---------- Input material

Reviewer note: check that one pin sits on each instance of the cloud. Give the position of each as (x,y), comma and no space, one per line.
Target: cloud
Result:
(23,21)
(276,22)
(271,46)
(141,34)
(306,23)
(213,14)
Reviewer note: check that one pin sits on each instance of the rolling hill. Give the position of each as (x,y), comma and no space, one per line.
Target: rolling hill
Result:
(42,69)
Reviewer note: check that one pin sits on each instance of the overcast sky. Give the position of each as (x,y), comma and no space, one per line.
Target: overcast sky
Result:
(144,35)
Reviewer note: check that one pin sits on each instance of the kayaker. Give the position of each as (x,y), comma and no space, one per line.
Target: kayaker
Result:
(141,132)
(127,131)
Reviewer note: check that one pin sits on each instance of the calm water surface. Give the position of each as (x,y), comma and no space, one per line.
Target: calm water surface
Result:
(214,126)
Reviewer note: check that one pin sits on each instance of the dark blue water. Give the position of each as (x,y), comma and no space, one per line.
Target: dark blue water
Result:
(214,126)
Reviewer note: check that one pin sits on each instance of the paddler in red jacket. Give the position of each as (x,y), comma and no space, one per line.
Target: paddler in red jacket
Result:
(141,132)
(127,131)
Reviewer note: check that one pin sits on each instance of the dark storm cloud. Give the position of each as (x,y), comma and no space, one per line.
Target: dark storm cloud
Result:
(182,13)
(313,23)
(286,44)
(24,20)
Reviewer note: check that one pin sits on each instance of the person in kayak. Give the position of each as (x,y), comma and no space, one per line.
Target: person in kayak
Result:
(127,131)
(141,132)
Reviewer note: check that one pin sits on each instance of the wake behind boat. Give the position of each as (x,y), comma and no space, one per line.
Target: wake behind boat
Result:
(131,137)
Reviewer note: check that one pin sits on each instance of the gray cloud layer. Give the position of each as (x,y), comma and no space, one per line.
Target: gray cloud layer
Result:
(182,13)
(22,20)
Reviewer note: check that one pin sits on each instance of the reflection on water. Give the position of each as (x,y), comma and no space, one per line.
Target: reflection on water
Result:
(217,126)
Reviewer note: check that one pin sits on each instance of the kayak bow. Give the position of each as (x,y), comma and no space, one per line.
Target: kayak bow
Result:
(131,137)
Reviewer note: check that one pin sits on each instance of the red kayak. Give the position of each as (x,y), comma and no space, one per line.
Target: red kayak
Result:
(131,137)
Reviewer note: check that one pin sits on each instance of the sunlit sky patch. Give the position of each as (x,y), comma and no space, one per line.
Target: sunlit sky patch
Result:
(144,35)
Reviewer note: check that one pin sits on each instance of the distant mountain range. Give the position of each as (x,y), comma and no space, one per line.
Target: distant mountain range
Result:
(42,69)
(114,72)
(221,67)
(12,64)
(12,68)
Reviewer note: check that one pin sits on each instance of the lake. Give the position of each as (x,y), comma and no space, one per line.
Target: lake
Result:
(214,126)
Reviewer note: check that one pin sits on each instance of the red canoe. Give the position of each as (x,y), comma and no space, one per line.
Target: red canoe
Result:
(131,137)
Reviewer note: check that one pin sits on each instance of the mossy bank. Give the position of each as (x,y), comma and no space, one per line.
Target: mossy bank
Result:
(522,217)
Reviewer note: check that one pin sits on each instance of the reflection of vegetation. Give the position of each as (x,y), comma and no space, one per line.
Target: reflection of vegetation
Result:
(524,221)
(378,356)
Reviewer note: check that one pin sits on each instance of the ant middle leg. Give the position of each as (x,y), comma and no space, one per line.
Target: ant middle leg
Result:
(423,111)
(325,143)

--------------------

— Brief —
Output an identical copy of every record above.

— Answer section —
Reviewer note: check that one pin sits on each instance of the cloud. Give the position of each as (x,y), comma and no space, one per line.
Target: cloud
Result:
(23,21)
(276,22)
(271,46)
(141,34)
(306,23)
(213,14)
Reviewer note: check that one pin sits on each instance of the rolling hill. Give the position of each as (x,y), comma and no space, one per line.
Target: rolling hill
Result:
(42,69)
Reviewer note: check that one pin sits on each instance of the overcast sky. Give the position of each as (x,y), comma and no space, one per line.
Target: overcast sky
Result:
(144,35)
Reviewer note: check that one pin sits on each instance of the kayaker. Give the position of each as (x,y), comma and no space, one per line.
Target: kayaker
Result:
(141,132)
(127,131)
Reviewer note: check that one pin sits on each instance of the calm water surface. Give the position of each as (x,y), comma and no space, one per line.
Target: calm water surface
Result:
(214,126)
Reviewer note: check that one pin sits on each instance of the dark blue water. Give the position of each as (x,y), comma and no space, one per line.
Target: dark blue water
Result:
(214,126)
Reviewer note: check that one pin sits on each instance of the paddler in red jacket. Give the position of each as (x,y), comma and no space, one per line.
Target: paddler in red jacket
Result:
(141,132)
(127,131)
Reviewer note: check that one pin sits on each instance of the dark storm cloud. Give the position of each as (x,y), comma and no space, one per line.
Target: dark storm cloud
Result:
(182,13)
(313,23)
(286,44)
(24,20)
Reviewer note: check that one pin sits on each instance of the person in kayak. Give the position of each as (x,y), comma and no space, one per line.
Target: person in kayak
Result:
(127,131)
(141,132)
Reviewer note: check that one pin sits on each instance of the wake behind boat. Give the position of each as (x,y), comma and no space, one per line.
Target: wake behind boat
Result:
(131,137)
Reviewer note: check that one pin sits on each instance of the gray cloud layer. Give the position of each as (x,y), comma and no space, one per line.
Target: gray cloud layer
Result:
(182,13)
(22,20)
Reviewer note: check that one pin sits on each instance of the reflection on water. Give the position of each as (x,y), comma and no space, one per line.
Target: reflection on water
Result:
(217,126)
Reviewer note: check that one pin sits on each instance of the kayak bow. Give the position of each as (x,y), comma and no space, one per line.
Target: kayak bow
Result:
(131,137)
Reviewer note: check that one pin sits on each instance of the red kayak. Give the position of each as (x,y), comma and no space, one per line.
Target: red kayak
Result:
(131,137)
Reviewer note: check that one pin sits on each instance of the sunlit sky patch. Give the position of each as (x,y), comma and no space, one per line.
Target: sunlit sky patch
Result:
(144,35)
Reviewer note: check that one pin sits on each instance of the distant mountain range. Give the position of each as (x,y), comma and no space, one per line.
Target: distant mountain range
Result:
(42,69)
(114,72)
(221,67)
(12,64)
(12,68)
Reviewer note: check that one pin sits on each instance of the lake. Give the position of each as (x,y), comma and no space, one per line.
Target: lake
Result:
(214,126)
Reviewer note: check that one pin sits on each instance of the red canoe. Give the position of each as (x,y), comma and no space, one per line.
Target: red canoe
Result:
(131,137)
Reviewer note: check that one pin sits on each instance of the mossy bank. Give the position of each as (x,y), comma and no space, one per line.
Target: mossy bank
Result:
(522,217)
Reviewer note: check that one pin sits on each instance of the reflection of vegetation. Give the position of each as (x,y), comma and no space, one per line.
Target: reflection of vegetation
Result:
(524,221)
(378,356)
Reviewer note: check that one pin sits on each instance of the ant middle leg. Give the position of each as (x,y), comma and no space, one per line.
Target: ant middle leg
Result:
(423,111)
(325,143)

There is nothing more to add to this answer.